-------- SUPPLIED DATA
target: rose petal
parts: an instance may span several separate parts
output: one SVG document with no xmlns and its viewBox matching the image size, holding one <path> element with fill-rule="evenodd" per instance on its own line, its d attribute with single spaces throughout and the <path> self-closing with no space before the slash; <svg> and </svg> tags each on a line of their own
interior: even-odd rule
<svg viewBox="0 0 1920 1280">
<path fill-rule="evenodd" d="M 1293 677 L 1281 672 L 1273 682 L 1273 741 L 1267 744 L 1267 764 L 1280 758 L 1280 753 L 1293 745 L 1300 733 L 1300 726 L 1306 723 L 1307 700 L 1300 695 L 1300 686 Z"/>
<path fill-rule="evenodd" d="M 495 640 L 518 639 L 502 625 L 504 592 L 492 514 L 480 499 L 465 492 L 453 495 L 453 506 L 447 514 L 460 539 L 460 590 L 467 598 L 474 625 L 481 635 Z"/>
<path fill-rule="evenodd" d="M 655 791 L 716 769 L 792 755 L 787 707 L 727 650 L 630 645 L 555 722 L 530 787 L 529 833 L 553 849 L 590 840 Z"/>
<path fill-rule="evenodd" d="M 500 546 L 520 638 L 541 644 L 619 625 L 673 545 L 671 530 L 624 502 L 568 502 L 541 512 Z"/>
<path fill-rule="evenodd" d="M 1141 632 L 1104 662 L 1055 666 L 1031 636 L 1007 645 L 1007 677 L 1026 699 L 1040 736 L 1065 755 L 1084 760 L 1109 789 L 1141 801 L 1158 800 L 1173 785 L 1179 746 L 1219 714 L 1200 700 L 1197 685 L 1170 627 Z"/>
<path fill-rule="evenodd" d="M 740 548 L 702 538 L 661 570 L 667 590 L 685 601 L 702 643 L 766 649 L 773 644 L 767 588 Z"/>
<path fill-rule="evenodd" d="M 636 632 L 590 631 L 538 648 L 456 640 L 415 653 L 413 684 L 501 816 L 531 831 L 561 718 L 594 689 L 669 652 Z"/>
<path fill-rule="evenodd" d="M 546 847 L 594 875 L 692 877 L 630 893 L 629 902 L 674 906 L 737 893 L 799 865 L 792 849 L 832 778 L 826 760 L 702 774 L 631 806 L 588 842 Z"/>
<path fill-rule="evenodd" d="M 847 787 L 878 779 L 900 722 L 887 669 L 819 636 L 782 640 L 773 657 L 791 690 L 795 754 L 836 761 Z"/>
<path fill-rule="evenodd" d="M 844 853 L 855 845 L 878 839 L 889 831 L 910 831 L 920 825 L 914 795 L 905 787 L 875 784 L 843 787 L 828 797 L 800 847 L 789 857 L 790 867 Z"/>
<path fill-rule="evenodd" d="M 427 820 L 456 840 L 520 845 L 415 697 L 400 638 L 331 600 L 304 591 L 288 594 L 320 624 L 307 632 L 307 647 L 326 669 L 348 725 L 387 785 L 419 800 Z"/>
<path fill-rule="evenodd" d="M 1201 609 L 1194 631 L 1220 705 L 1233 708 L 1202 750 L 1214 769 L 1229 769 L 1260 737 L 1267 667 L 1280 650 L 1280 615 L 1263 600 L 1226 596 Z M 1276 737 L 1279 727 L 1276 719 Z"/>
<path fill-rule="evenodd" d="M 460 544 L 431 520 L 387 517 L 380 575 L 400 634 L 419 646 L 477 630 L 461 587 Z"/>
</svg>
----------------
## THE TASK:
Restate each line of the records above without any deviation.

## ANSWER SECTION:
target: rose petal
parts: an instance may span several separate parts
output: one SVG document with no xmlns and its viewBox matching the image size, holding one <path> element with fill-rule="evenodd" per instance on its own line, its d attribute with single spaces throughout and the <path> self-closing with no space before the slash; <svg> and </svg> tags each on a line of their own
interior: even-odd rule
<svg viewBox="0 0 1920 1280">
<path fill-rule="evenodd" d="M 1293 677 L 1281 672 L 1273 682 L 1273 741 L 1267 744 L 1267 764 L 1280 758 L 1280 753 L 1293 745 L 1300 733 L 1300 726 L 1306 723 L 1307 700 L 1300 695 L 1300 686 Z"/>
<path fill-rule="evenodd" d="M 495 640 L 518 639 L 502 625 L 504 592 L 492 514 L 480 499 L 465 492 L 453 495 L 453 506 L 447 514 L 460 539 L 460 590 L 467 598 L 474 625 L 481 635 Z"/>
<path fill-rule="evenodd" d="M 655 791 L 716 769 L 792 755 L 787 707 L 727 650 L 630 645 L 555 722 L 530 787 L 529 833 L 553 849 L 590 840 Z"/>
<path fill-rule="evenodd" d="M 500 546 L 520 638 L 541 644 L 619 625 L 673 545 L 671 530 L 624 502 L 568 502 L 541 512 Z"/>
<path fill-rule="evenodd" d="M 1141 632 L 1104 662 L 1055 666 L 1031 636 L 1007 645 L 1007 677 L 1026 699 L 1040 736 L 1065 755 L 1084 760 L 1109 789 L 1141 801 L 1158 800 L 1173 785 L 1179 746 L 1219 714 L 1200 700 L 1197 685 L 1170 627 Z"/>
<path fill-rule="evenodd" d="M 740 548 L 702 538 L 661 570 L 667 590 L 685 601 L 702 643 L 766 649 L 773 644 L 767 588 Z"/>
<path fill-rule="evenodd" d="M 636 632 L 590 631 L 538 648 L 456 640 L 415 653 L 413 684 L 501 816 L 531 831 L 561 718 L 594 689 L 669 652 Z"/>
<path fill-rule="evenodd" d="M 546 847 L 594 875 L 692 877 L 630 893 L 629 902 L 674 906 L 737 893 L 799 865 L 792 849 L 832 778 L 826 760 L 702 774 L 631 806 L 588 842 Z"/>
<path fill-rule="evenodd" d="M 847 787 L 878 779 L 900 722 L 887 669 L 819 636 L 782 640 L 773 657 L 791 690 L 795 754 L 836 761 Z"/>
<path fill-rule="evenodd" d="M 844 853 L 855 845 L 878 839 L 889 831 L 910 831 L 920 825 L 914 795 L 905 787 L 875 784 L 843 787 L 828 797 L 800 847 L 789 857 L 790 867 Z"/>
<path fill-rule="evenodd" d="M 427 820 L 456 840 L 520 845 L 415 697 L 400 638 L 331 600 L 304 591 L 288 594 L 320 624 L 307 632 L 307 647 L 326 669 L 348 725 L 387 785 L 419 800 Z"/>
<path fill-rule="evenodd" d="M 1201 609 L 1194 631 L 1220 705 L 1233 708 L 1202 750 L 1214 769 L 1229 769 L 1260 737 L 1267 667 L 1280 650 L 1280 615 L 1263 600 L 1226 596 Z M 1276 737 L 1279 727 L 1276 719 Z"/>
<path fill-rule="evenodd" d="M 460 544 L 431 520 L 387 517 L 380 575 L 400 634 L 419 646 L 477 630 L 461 587 Z"/>
</svg>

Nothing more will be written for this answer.